Starting at the line that holds "plant stem in", transcribe every line to the end of the data exactly; include no other lines.

- Data supplied:
════════
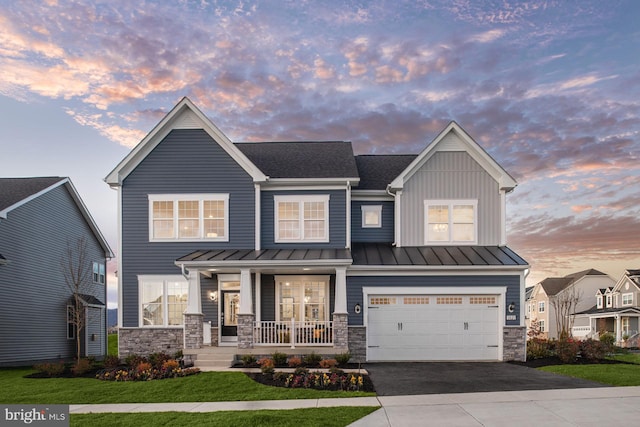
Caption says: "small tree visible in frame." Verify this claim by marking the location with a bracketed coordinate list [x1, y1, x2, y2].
[527, 318, 543, 339]
[551, 286, 582, 340]
[61, 237, 92, 365]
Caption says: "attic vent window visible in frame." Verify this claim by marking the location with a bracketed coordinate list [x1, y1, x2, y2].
[361, 205, 382, 228]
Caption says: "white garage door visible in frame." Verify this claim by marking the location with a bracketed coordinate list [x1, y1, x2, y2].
[367, 294, 500, 361]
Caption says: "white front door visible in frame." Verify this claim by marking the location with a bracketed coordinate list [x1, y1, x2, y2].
[367, 294, 500, 361]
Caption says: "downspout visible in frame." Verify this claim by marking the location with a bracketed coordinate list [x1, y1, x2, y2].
[180, 263, 189, 281]
[386, 184, 399, 247]
[346, 181, 351, 249]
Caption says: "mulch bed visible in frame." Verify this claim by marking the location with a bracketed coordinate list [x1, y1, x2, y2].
[509, 357, 635, 368]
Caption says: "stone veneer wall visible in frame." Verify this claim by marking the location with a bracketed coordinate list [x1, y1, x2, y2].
[237, 313, 254, 349]
[184, 313, 204, 350]
[332, 313, 349, 351]
[119, 328, 183, 358]
[347, 326, 366, 362]
[210, 326, 219, 347]
[503, 326, 526, 361]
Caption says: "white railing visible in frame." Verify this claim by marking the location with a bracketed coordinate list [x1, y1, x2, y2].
[571, 326, 592, 339]
[254, 320, 333, 347]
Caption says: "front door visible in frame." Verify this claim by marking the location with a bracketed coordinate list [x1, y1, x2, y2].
[221, 291, 240, 338]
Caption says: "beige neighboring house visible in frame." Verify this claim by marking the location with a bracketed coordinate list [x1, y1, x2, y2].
[573, 269, 640, 345]
[526, 269, 615, 339]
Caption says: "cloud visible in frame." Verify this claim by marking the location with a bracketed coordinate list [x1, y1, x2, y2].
[66, 110, 145, 148]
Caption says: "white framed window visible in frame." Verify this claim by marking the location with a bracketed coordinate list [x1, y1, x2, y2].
[67, 305, 75, 340]
[539, 320, 545, 332]
[538, 301, 545, 313]
[93, 262, 105, 284]
[622, 293, 633, 306]
[139, 275, 188, 327]
[274, 195, 329, 242]
[275, 276, 329, 321]
[361, 205, 382, 228]
[622, 317, 630, 334]
[597, 295, 603, 309]
[424, 200, 477, 244]
[606, 295, 612, 308]
[148, 194, 229, 242]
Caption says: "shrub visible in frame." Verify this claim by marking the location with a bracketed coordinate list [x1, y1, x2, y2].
[258, 357, 275, 374]
[271, 351, 288, 366]
[319, 358, 337, 369]
[162, 359, 180, 373]
[294, 366, 309, 375]
[335, 352, 351, 366]
[287, 356, 302, 368]
[303, 352, 322, 366]
[71, 358, 93, 376]
[149, 352, 172, 369]
[580, 338, 606, 361]
[33, 361, 65, 377]
[599, 332, 616, 352]
[281, 371, 366, 391]
[103, 355, 120, 369]
[124, 354, 147, 368]
[241, 354, 257, 367]
[136, 362, 153, 374]
[526, 338, 553, 359]
[556, 339, 580, 363]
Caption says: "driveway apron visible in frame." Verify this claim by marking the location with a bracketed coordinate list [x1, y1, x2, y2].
[365, 362, 607, 396]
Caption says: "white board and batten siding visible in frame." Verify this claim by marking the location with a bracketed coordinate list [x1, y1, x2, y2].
[363, 287, 506, 362]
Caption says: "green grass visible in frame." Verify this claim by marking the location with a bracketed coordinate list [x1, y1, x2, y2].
[71, 407, 378, 427]
[539, 362, 640, 386]
[0, 369, 374, 404]
[608, 352, 640, 364]
[107, 333, 118, 356]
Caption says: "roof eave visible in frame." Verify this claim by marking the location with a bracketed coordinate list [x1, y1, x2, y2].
[175, 258, 353, 269]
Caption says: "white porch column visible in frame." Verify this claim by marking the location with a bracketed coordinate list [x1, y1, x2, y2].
[185, 269, 202, 314]
[616, 315, 622, 343]
[239, 268, 253, 314]
[334, 267, 348, 314]
[255, 272, 261, 322]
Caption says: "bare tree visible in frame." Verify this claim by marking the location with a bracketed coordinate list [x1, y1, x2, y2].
[61, 237, 92, 364]
[551, 286, 582, 340]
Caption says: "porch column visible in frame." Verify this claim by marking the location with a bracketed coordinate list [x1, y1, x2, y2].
[237, 268, 254, 349]
[616, 315, 622, 343]
[333, 267, 349, 351]
[184, 269, 203, 350]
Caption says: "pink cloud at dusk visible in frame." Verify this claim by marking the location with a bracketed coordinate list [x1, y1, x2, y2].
[0, 0, 638, 292]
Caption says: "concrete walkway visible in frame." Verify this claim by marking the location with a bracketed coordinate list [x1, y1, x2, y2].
[70, 387, 640, 426]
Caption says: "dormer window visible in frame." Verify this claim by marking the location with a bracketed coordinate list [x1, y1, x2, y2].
[597, 295, 603, 309]
[424, 200, 477, 244]
[606, 295, 612, 308]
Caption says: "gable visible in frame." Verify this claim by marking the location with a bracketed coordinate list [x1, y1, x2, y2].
[389, 122, 517, 192]
[105, 97, 267, 187]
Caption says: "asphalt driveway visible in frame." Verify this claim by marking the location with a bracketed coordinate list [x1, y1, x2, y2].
[365, 362, 607, 396]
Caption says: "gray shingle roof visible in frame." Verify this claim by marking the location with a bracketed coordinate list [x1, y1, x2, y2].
[0, 177, 65, 212]
[236, 141, 359, 179]
[351, 243, 527, 266]
[354, 155, 417, 190]
[539, 269, 607, 296]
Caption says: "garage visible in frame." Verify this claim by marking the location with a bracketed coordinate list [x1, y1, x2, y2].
[366, 293, 501, 361]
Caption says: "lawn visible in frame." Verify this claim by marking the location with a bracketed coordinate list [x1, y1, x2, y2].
[538, 352, 640, 386]
[0, 368, 374, 404]
[72, 407, 378, 427]
[108, 333, 117, 356]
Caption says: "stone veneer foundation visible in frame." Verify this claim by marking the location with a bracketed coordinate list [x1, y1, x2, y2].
[184, 313, 204, 350]
[332, 313, 349, 351]
[347, 326, 366, 362]
[237, 313, 255, 349]
[503, 326, 526, 361]
[118, 327, 183, 358]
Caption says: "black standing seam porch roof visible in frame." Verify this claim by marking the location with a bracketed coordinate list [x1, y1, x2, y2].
[176, 244, 527, 267]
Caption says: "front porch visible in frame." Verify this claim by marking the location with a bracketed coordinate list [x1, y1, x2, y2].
[178, 248, 352, 356]
[572, 308, 640, 344]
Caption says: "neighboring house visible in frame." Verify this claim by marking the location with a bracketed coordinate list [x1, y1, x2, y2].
[526, 269, 615, 340]
[574, 269, 640, 345]
[0, 177, 113, 366]
[105, 97, 529, 363]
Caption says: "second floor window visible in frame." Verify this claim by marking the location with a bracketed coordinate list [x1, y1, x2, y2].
[93, 262, 105, 284]
[275, 195, 329, 242]
[606, 295, 612, 307]
[149, 194, 229, 241]
[538, 301, 545, 313]
[424, 200, 477, 244]
[597, 295, 603, 309]
[622, 293, 633, 306]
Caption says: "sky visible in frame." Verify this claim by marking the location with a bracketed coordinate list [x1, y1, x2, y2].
[0, 0, 639, 308]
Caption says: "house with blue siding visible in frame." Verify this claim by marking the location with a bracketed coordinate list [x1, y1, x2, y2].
[0, 177, 113, 366]
[106, 97, 529, 365]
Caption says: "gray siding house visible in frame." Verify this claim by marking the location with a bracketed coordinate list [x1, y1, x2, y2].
[106, 97, 528, 365]
[0, 177, 113, 366]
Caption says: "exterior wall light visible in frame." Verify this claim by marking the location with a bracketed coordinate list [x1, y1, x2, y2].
[210, 291, 218, 302]
[508, 302, 516, 313]
[354, 303, 361, 314]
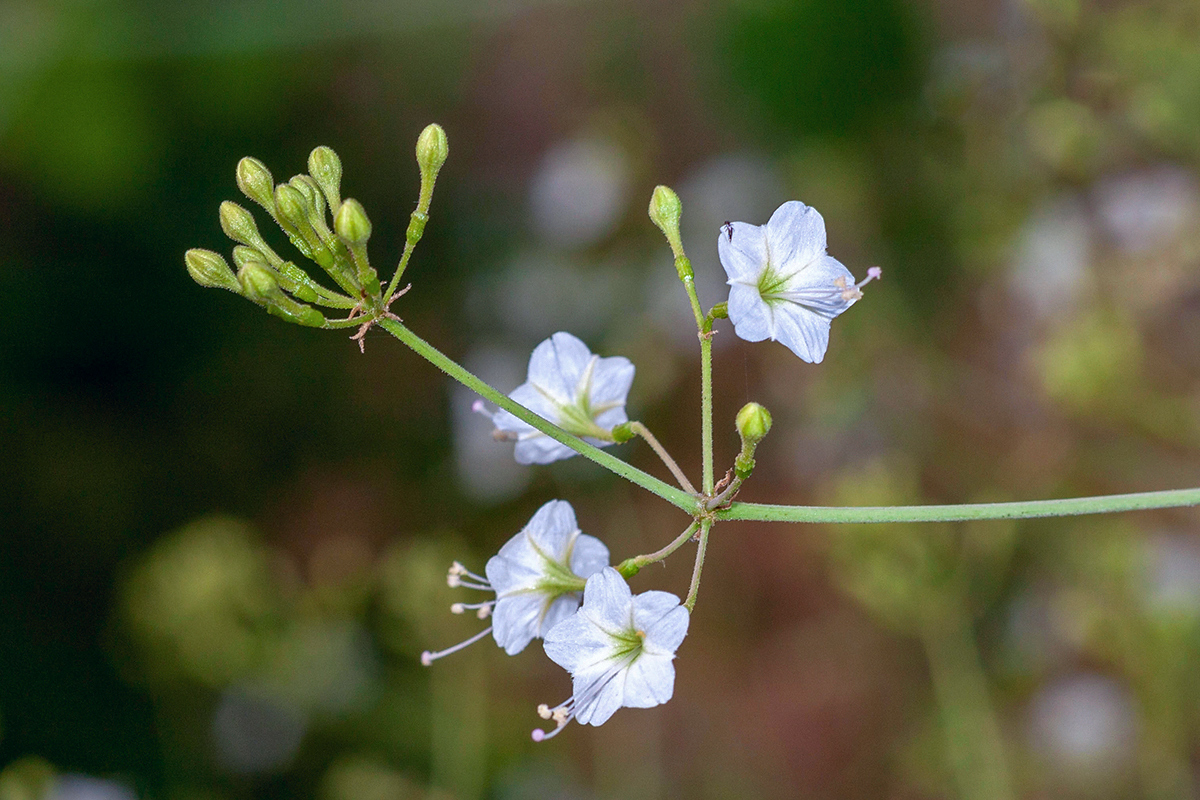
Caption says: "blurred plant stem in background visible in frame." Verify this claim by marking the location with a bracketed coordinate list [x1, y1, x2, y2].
[921, 606, 1012, 800]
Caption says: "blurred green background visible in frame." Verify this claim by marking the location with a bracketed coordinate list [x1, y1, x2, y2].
════════
- Finished exercise:
Caption says: "blurred plant stem in background visible in frame." Verify this claim by marking the location with a bracketed coordinate list [x1, y1, x2, y2].
[921, 606, 1012, 800]
Caption says: "blurred green background visible in frame." Verify this claim by marking the location with a bracketed coordinate list [x1, y1, x2, y2].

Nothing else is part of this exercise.